--- WHAT YOU NEED TO DO ---
Turn every line of the records below into a JSON list of strings, one string per line, with blank lines skipped and the pictures left out.

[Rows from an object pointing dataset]
• • • • • • •

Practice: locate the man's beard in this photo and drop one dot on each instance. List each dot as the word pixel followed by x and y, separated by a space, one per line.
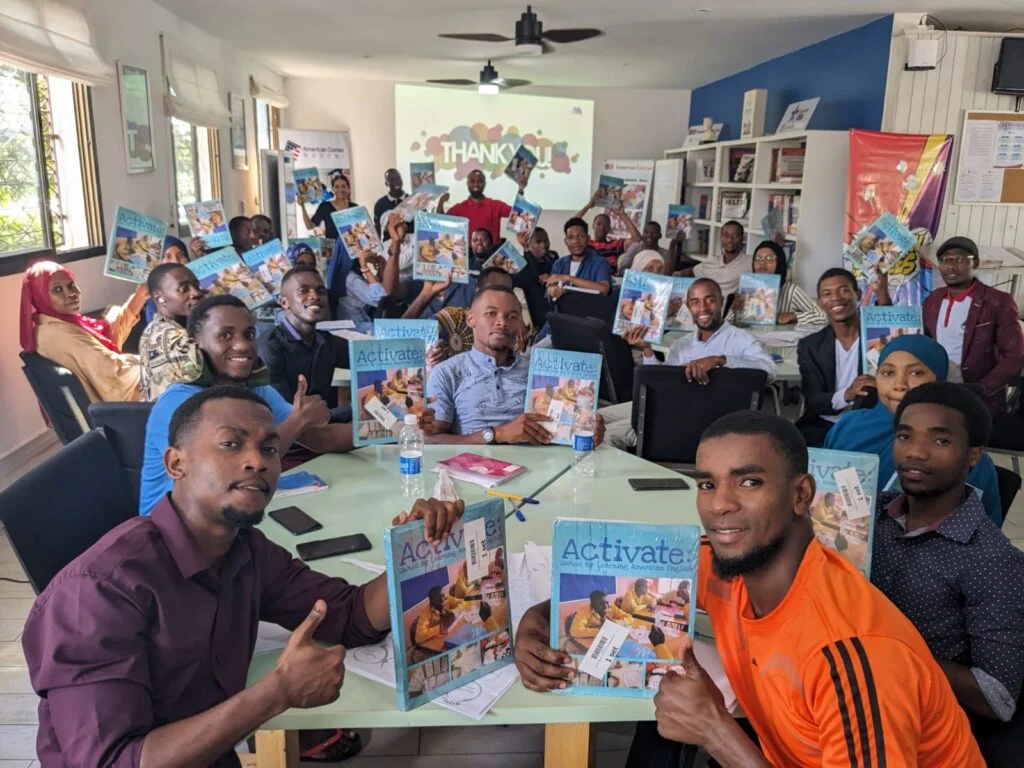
pixel 241 519
pixel 729 568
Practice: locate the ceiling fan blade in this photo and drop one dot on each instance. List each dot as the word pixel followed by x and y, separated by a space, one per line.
pixel 483 37
pixel 571 35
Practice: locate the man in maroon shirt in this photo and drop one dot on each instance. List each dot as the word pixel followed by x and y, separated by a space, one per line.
pixel 139 648
pixel 483 213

• • • • • • •

--- SOLUTION TO THE PROBLEM ---
[
  "Practice: locate the man's beard in this photo and drop one dot on each instance. List each dot as the word pixel followed by x and y, separated by a space, one per line.",
  "pixel 241 519",
  "pixel 729 568",
  "Practice: locate the ceiling fan blade in this photo and drop one dot on each instance. List each dot as the word pixel followed by x and y, separated by a space, one per line.",
  "pixel 483 37",
  "pixel 571 35",
  "Practice: locate the man in maroon shirt in this photo and drop one dot on each instance. List each dot as the word pixel followed by x and y, separated by a space, one per line.",
  "pixel 139 648",
  "pixel 483 213"
]